------ Given passage

N/a’an ku sê are continuing their work in the field of human / carnivore conflict mitigation. On the 7th April, they received a call about a leopard caught in a gin trap. Arriving at the scene, it was heartbreaking to find a leopard cub, no more than a month old, caught in the awful contraption. Thankfully his paw was not broken but, being swollen and tender, with a chance of infection setting in at a later stage, he was taken to the sanctuary to recuperate.

Human / Carnivore Conflict Mitigation is a primary research focus of N/a’an ku sê. GPS collars are vital in determining the movements of the carnivores to ensure they don’t come into conflict with humans. A second cheetah was collared at Kanaan reserve in April. Events like this are vital for the N/a’an ku sê team, as more collared carnivores allow them to extend research and knowledge of each species, enabling them to further conserve these animals.


On the 21st May, N/a’an ku sê also responded to a call from a nearby farmer who had caught a leopard in a trap cage. This 65kg magnificent male was one of the largest leopards forming part of the release programme. The farmer chose to have the leopard removed from his land, and, after fitting the big cat with a GPS collar, the rapid response team headed back to N/a’an ku sê with the leopard, which was released onto the N/a’an ku sê reserve that afternoon. This big cat’s movements, behavioural patterns and threat to livestock will now be accurately and scientifically monitored, adding to the vital work carried out by the research team.

------------
------ Listed records

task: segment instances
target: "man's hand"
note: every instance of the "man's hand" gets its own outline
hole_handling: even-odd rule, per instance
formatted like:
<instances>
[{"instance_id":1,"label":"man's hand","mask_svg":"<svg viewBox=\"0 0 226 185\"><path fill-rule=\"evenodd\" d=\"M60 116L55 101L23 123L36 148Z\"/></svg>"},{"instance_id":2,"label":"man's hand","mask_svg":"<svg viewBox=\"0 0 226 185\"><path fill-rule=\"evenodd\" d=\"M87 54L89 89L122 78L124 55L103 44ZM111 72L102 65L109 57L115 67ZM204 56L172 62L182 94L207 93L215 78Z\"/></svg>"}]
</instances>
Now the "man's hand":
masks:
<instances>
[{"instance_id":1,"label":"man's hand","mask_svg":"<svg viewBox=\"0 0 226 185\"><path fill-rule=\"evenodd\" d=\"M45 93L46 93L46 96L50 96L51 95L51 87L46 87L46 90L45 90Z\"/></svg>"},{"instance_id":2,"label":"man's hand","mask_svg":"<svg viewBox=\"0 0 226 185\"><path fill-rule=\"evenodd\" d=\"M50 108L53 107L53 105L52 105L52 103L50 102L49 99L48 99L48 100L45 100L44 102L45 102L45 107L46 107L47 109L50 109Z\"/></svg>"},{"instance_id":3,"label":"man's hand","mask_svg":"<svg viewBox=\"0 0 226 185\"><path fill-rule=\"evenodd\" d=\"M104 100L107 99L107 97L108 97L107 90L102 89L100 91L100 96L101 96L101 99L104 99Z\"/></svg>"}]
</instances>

------------

## Task objective
From the N/a’an ku sê passage, transcribe the text between "On the 21st May, N/a’an" and "the research team.", inclusive.

## Response for this exercise
On the 21st May, N/a’an ku sê also responded to a call from a nearby farmer who had caught a leopard in a trap cage. This 65kg magnificent male was one of the largest leopards forming part of the release programme. The farmer chose to have the leopard removed from his land, and, after fitting the big cat with a GPS collar, the rapid response team headed back to N/a’an ku sê with the leopard, which was released onto the N/a’an ku sê reserve that afternoon. This big cat’s movements, behavioural patterns and threat to livestock will now be accurately and scientifically monitored, adding to the vital work carried out by the research team.